++++ EXTRACT TO READ
“My daughter complained about my smoking, and in 1976 I quit smoking because of her,” he said. “Before that, I smoked and played basketball, but now I’ve been recreated through exercise.”
 Julius has also been shaped by experiences he had growing up. His mother, he says, died at 93 and raised ten children, an accomplishment he is proud of, especially after revealing that she was a victim of domestic abuse from his father.
“He was an alcoholic and would come home and just beat up on his wife,” he said. “My mother told me one day he came home and she was pregnant with me and he said, ‘Who’s the father of that baby? . . . If you say it’s me, I’ll kill you’.”
 Julius said his mother left his father and was on her own with eight children.
“My mother was a praying woman because that’s all she had,” Julius said. “We were on welfare so we got enough food to subsist on. My mother had a cheque every month from the government, and on the back of that cheque was a list of things you couldn’t buy like green cabbage. You could not buy butter, you could buy lard. But because of mother’s ability to stretch food, we survived. I never knew eggs could be scrambled without milk or water.
++++++++
++++ STORED DATA
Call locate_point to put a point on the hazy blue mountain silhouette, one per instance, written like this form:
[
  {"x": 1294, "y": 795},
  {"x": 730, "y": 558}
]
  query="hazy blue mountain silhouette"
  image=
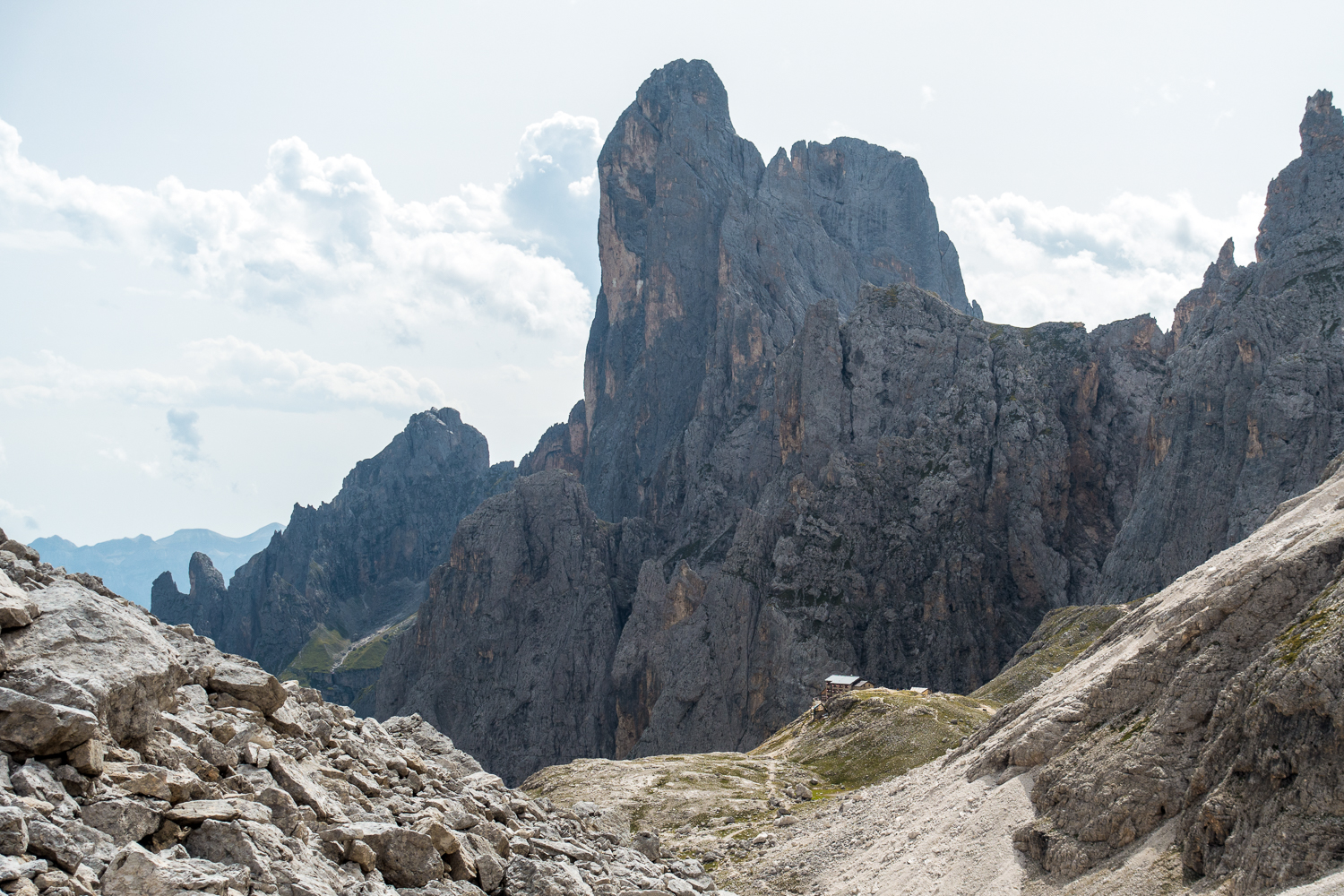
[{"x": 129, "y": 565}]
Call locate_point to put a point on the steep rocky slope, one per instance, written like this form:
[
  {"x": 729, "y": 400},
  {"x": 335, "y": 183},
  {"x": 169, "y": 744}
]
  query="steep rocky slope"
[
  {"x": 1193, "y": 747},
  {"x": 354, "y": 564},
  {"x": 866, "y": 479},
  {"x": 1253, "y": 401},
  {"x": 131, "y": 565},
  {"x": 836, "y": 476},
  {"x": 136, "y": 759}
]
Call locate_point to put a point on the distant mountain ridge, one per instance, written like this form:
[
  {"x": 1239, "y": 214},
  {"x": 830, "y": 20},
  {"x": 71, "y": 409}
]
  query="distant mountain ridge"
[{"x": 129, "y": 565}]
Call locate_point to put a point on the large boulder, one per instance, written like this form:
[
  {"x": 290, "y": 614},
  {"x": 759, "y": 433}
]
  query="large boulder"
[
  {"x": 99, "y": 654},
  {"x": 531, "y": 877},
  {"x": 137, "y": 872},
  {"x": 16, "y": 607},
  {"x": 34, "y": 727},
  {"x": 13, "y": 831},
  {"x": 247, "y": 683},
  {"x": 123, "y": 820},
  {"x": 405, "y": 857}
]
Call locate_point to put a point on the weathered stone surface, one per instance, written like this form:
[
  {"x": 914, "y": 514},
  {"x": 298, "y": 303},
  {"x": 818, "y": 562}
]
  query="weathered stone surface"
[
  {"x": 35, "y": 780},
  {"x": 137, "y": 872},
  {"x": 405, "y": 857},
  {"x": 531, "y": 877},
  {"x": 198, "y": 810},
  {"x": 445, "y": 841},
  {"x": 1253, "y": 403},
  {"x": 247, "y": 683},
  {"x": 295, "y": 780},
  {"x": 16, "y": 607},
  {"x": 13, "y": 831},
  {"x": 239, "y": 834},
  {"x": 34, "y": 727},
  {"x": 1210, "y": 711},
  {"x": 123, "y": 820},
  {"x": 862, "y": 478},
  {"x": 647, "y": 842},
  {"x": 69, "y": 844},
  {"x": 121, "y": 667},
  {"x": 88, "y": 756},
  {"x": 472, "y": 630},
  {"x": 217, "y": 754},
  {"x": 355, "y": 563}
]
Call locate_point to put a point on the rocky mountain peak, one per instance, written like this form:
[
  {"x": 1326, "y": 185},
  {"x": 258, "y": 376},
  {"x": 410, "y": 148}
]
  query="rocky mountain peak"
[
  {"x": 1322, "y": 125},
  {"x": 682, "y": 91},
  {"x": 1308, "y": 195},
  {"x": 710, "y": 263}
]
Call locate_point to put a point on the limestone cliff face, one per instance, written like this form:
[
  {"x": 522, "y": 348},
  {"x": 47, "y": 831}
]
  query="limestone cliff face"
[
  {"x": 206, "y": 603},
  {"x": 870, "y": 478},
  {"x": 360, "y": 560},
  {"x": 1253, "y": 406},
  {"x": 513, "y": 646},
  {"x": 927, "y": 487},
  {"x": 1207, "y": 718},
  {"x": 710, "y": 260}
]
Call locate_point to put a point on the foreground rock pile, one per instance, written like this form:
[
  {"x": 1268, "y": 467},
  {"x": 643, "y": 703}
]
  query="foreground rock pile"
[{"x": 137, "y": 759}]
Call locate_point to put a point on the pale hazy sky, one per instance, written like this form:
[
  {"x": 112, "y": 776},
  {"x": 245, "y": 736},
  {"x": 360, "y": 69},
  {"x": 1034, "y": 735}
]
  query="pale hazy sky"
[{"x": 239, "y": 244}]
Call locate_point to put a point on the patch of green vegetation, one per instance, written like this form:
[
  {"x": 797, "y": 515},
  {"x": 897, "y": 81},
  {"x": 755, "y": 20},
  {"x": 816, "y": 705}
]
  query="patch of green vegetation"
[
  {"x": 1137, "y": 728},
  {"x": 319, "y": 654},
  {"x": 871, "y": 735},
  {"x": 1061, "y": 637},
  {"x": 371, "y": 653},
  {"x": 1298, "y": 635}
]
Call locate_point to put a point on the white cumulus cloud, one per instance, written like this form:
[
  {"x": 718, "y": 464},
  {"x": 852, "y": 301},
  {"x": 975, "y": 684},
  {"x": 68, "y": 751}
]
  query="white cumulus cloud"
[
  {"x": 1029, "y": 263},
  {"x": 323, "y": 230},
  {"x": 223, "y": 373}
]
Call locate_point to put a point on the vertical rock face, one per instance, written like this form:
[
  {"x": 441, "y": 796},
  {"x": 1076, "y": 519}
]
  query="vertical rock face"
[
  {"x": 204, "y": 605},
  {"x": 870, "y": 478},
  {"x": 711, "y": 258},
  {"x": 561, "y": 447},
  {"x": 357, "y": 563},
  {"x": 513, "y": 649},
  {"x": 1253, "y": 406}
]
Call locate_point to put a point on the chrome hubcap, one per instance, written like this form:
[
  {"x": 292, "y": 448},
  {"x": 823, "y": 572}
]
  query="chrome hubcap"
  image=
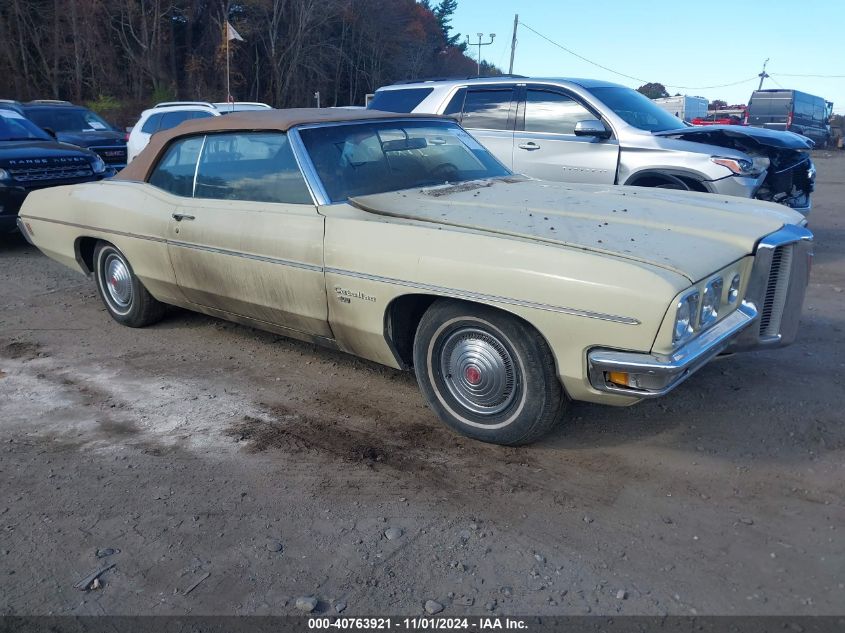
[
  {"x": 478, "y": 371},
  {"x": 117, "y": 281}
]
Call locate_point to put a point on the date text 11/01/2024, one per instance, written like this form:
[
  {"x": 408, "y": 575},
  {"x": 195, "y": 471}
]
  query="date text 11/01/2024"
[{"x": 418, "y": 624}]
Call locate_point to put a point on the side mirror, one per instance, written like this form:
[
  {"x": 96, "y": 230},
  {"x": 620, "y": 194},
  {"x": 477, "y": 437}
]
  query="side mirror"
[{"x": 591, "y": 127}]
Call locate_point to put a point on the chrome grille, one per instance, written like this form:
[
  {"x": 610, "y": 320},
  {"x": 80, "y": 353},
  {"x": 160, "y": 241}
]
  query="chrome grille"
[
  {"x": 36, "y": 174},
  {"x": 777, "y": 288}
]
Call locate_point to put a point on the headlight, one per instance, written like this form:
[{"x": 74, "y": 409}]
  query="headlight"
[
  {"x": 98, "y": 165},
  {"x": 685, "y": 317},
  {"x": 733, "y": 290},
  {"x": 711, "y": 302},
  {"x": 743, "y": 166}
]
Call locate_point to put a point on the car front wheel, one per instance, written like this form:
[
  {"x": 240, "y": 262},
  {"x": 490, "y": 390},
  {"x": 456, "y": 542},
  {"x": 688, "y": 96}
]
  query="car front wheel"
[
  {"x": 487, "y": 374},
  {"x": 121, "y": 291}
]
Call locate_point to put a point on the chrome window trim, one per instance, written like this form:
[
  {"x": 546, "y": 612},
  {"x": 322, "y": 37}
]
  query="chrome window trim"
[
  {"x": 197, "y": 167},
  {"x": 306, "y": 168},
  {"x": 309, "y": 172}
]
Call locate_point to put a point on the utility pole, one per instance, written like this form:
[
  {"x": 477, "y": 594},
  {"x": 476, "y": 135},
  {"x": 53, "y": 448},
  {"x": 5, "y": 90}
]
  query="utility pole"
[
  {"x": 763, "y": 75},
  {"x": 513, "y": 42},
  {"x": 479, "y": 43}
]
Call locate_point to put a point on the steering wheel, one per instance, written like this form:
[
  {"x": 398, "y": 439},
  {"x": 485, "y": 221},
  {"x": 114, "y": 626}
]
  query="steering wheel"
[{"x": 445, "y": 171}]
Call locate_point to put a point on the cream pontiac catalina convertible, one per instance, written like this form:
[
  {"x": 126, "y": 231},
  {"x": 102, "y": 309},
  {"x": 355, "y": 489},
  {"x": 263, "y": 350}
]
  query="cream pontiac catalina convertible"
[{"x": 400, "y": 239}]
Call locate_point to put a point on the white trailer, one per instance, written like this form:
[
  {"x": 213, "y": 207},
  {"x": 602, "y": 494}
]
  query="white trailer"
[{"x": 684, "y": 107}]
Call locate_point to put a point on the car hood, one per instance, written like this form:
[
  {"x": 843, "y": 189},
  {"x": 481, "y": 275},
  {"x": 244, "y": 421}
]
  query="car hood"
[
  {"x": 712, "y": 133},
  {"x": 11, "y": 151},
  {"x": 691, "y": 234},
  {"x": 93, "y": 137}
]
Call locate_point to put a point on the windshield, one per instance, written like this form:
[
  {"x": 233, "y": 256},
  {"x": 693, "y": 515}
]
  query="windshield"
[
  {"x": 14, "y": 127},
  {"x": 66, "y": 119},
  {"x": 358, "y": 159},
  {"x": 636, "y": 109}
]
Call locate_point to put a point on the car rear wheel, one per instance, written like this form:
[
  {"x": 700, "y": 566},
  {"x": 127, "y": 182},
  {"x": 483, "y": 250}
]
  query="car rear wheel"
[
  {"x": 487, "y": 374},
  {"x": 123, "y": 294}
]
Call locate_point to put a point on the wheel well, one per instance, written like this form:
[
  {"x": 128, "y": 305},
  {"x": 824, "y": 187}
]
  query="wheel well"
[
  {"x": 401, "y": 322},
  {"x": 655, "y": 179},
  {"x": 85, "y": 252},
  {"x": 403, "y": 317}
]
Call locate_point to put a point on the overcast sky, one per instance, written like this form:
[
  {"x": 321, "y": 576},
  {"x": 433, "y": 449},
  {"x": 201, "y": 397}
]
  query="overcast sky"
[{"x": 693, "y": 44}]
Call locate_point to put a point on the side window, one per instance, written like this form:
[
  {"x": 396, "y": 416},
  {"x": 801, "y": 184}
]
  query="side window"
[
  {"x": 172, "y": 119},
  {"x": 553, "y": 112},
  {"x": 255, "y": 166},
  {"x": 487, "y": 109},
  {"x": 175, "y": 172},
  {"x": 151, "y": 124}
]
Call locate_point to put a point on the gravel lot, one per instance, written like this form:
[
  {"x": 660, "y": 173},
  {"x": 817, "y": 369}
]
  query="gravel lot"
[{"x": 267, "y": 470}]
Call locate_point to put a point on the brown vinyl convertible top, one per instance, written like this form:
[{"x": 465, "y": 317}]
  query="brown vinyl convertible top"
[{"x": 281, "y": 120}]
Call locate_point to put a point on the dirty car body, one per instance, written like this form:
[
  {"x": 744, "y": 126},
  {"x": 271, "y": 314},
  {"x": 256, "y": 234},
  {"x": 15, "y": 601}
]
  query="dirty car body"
++++++++
*EXERCISE DETAILS*:
Reproduce the entire passage above about Julius and his mother word for word, keeping its punctuation.

*TASK OUTPUT*:
“My daughter complained about my smoking, and in 1976 I quit smoking because of her,” he said. “Before that, I smoked and played basketball, but now I’ve been recreated through exercise.”
 Julius has also been shaped by experiences he had growing up. His mother, he says, died at 93 and raised ten children, an accomplishment he is proud of, especially after revealing that she was a victim of domestic abuse from his father.
“He was an alcoholic and would come home and just beat up on his wife,” he said. “My mother told me one day he came home and she was pregnant with me and he said, ‘Who’s the father of that baby? . . . If you say it’s me, I’ll kill you’.”
 Julius said his mother left his father and was on her own with eight children.
“My mother was a praying woman because that’s all she had,” Julius said. “We were on welfare so we got enough food to subsist on. My mother had a cheque every month from the government, and on the back of that cheque was a list of things you couldn’t buy like green cabbage. You could not buy butter, you could buy lard. But because of mother’s ability to stretch food, we survived. I never knew eggs could be scrambled without milk or water.